Ducks are animals, like us.
They know hunger and thirst, heat and cold. Like us, they can feel excitement, joy, and fear, and form attachments to their families and friends.
Their perception of pain is analogous to ours also. Vets use a combination of opiods, corticosteroids, anti-inflammatories and local anaesthetics to manage the pain of birds. I have looked after birds as a volunteer for bird rescue organisations, have applied pain relief, and seen the results for myself. Universally, animals in the wild generally do not show their pain or weaknesses, because it makes them vulnerable. It is hard by looking at a bird to know if they are in pain, but you can almost immediately see them relax and settle once pain relief is administered.
What about the ethics of shooting ducks? It is called a ‘sport’, but a sport requires two equally matched parties playing by the same rules. Duckshooting, and hunting in general, is hardly a ‘sport’ ‘Carnage’ is a better word. And not only ducks are shot. Protected species are also killed and injured because of incompetent shooters, or those who are deliberately flouting the rules.
It is certainly not heroic either. For all its macho image, duckshooting is a cowardly activity. The shooter lurks in a hiding place and employs deceptive techniques such as decoy ducks and hooters to lure his mismatched opponents. This would be laughable if it were not so tragic.
There is not one compelling reason for shooting ducks.
It goes without saying that we don’t have to kill them for our food. In fact many shooters don’t bother eating their prey. While some may dine out on duck for weeks, others simply discard their bodies at the sides of roads and in rubbish dumps, or bury them.
The conservation reason is also a myth. Contrary to the belief they would “blacken the sky” if left alone to breed, Nature has her own way of culling. When numbers are low, and the environment can support them, species breed more, and vice versa. While no one wishes starvation, disease or predation on waterfowl, shooting an animal because he or she might starve or get sick is arbitrary, and in the end, pretty much useless. Professor Richard Kingsford, who directs the Centre for Ecosystem Science at the University of New South Wales, has been conducting yearly surveys of waterbird populations across eastern Australia for three decades. New South Wales is one of the Australian states where duckshooting is banned, and Professor Kingsford and his team have not detected an increase in numbers of birds as a result of the ban. If anything there is a slight decline, but it is due to habitat loss and not hunting. It is frankly unbelievable to me that shooters kill birds for conservation reasons. They even cooperate with the government to establish wetlands, so, as the Fish and Game website states, that they can have more ‘fun’ next year.
For the princely sum of $23.00, a parent can buy a child’s season’s pass to kill ducks. A few years ago Fish and Game promoted the season by showing a young boy with a firearm over his shoulder and holding a string of dead ducks. What traits are we fostering in our children and in our communities by perpetuating the annual duck shooting season? Indifference to suffering? Irreverence towards other forms of life? Cruelty?
Why don’t we recoil from seeing children take up arms and shoot harmless animals?
Why aren’t we modelling kindness and compassion to our children? Why don’t we teach through our own behaviour a respect for all life, and for other species’ natural right to share the planet?
Why as a society would we encourage any activity that serves to dull our compassion and pity?
Are we not aware that violence breeds violence? Is the parallel between killing animals and hurting human beings not clear?
Why can’t our Prime Minister see that?
Duck shooting is the unnecessary taking of life. The only conclusion we can draw for its popularity is that shooters enjoy killing.
Now there’s a thought.
We really are wading into murky waters now.
Sandra Kyle is a full-time animal activist. She started End Animal Slaughter in 2018, with the goal of closing all slaughterhouses in the western world by 2025.

[Source data]

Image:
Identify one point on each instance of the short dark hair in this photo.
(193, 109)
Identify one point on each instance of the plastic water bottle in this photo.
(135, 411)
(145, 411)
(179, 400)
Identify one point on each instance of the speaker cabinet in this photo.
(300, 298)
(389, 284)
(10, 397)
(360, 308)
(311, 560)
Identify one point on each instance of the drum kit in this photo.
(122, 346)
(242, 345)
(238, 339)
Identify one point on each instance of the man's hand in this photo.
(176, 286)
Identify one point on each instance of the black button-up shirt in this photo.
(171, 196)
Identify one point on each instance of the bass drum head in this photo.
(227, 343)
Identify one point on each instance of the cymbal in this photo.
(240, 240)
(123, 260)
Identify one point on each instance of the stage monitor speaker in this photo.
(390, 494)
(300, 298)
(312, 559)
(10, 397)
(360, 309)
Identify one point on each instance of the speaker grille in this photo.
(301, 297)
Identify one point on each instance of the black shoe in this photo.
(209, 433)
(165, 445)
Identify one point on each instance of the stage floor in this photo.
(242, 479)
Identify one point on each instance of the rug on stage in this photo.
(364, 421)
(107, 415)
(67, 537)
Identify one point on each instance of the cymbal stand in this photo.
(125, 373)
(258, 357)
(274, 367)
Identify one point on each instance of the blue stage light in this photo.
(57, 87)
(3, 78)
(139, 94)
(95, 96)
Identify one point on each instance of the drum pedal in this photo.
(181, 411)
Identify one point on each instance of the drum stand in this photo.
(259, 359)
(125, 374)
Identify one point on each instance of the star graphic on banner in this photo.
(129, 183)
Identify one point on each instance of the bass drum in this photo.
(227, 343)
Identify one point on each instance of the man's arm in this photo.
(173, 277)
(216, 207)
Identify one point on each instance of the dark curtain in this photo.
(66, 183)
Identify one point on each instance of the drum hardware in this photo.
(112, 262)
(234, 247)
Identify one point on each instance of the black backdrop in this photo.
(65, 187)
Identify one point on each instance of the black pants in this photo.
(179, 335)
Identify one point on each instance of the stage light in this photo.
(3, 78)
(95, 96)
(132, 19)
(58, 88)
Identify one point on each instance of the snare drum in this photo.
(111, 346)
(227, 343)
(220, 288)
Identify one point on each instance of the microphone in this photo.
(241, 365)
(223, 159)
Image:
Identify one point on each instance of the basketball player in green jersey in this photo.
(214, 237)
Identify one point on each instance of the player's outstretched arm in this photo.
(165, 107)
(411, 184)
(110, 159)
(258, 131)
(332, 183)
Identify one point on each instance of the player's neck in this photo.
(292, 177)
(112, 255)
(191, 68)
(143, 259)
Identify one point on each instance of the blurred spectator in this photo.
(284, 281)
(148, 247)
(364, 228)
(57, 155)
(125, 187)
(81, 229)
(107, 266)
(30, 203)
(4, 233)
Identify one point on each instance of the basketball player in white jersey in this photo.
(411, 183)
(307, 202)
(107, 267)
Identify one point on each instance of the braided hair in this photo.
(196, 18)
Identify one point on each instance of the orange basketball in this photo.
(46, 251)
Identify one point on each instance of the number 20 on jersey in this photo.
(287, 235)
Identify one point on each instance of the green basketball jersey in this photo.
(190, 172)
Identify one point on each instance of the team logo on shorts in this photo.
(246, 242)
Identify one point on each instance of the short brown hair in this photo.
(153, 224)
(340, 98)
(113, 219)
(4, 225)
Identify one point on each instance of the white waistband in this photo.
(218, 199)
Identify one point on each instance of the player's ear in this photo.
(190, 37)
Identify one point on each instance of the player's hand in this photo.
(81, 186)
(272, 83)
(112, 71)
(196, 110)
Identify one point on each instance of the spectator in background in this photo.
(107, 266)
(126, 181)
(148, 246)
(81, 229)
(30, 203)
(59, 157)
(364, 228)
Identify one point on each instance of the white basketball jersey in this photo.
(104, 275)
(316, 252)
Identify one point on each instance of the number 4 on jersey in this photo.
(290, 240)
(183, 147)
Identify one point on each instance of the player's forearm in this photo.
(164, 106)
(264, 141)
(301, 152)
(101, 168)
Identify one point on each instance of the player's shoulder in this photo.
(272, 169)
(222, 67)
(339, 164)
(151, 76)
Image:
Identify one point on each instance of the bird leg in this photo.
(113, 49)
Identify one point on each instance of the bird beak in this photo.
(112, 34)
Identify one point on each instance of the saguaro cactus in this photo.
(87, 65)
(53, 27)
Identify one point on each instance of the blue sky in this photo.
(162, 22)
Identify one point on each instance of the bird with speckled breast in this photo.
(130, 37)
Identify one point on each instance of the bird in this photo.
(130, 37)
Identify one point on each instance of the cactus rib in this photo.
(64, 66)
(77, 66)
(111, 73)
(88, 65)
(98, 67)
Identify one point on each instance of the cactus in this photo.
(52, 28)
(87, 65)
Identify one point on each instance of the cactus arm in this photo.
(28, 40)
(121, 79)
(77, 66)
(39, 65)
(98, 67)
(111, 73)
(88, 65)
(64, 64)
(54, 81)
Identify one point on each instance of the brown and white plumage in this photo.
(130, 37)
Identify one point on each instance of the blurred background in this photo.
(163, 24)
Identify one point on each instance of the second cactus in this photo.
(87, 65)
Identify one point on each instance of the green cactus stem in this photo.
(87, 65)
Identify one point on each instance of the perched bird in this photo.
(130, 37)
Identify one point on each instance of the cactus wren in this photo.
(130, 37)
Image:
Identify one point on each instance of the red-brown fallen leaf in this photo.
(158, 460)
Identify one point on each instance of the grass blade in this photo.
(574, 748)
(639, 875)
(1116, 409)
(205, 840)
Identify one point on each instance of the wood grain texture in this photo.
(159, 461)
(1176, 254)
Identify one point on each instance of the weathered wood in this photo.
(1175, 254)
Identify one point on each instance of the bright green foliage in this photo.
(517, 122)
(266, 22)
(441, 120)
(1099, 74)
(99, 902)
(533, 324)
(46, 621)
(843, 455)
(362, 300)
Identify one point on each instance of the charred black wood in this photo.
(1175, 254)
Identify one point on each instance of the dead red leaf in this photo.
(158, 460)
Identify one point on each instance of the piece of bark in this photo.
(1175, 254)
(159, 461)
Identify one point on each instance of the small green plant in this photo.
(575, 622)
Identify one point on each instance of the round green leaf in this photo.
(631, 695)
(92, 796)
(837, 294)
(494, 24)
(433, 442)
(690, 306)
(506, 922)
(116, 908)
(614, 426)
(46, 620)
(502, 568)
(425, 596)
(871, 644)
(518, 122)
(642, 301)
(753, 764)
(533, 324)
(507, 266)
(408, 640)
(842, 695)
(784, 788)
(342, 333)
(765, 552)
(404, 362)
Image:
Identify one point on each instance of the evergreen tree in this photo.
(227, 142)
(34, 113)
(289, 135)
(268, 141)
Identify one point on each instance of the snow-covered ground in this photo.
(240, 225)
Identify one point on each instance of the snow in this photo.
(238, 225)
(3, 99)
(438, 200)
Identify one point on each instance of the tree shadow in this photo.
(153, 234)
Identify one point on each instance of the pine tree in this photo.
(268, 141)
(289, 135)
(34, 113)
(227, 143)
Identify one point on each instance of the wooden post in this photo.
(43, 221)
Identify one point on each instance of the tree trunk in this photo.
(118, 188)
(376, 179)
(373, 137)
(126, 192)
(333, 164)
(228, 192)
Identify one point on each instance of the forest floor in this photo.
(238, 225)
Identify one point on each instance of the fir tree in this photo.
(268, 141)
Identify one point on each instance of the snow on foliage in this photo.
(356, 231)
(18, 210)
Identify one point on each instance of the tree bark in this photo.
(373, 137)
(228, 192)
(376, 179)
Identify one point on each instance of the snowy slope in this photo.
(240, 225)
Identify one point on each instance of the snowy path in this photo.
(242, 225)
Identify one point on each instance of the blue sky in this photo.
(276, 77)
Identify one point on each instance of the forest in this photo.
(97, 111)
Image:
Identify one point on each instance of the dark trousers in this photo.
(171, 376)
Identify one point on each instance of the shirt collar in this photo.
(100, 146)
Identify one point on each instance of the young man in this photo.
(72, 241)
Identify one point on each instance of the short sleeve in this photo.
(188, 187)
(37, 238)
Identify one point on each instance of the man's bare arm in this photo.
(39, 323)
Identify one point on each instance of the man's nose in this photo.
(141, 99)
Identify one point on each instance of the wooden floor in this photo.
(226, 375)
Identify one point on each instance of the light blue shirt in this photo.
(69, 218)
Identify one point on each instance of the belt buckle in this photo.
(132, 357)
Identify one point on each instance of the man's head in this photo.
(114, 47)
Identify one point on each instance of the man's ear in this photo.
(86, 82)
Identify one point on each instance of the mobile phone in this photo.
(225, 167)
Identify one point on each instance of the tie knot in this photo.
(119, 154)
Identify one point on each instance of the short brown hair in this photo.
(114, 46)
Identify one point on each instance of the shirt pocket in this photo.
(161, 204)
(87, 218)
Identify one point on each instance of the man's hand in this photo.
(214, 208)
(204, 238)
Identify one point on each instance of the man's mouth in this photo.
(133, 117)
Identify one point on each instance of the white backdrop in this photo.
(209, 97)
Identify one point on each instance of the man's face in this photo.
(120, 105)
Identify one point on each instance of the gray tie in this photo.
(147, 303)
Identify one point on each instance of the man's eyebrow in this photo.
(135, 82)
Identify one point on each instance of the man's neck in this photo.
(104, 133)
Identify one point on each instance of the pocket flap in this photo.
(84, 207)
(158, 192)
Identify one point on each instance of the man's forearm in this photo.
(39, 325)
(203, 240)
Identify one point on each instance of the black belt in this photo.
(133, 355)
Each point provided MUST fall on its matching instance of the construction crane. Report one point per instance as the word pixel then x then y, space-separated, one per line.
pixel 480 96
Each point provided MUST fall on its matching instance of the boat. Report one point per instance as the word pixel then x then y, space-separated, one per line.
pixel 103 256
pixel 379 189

*TASK*:
Retype the stretch of the duck shooting text from "Why can’t our" through "there’s a thought.".

*RESPONSE BELOW*:
Why can’t our Prime Minister see that?
Duck shooting is the unnecessary taking of life. The only conclusion we can draw for its popularity is that shooters enjoy killing.
Now there’s a thought.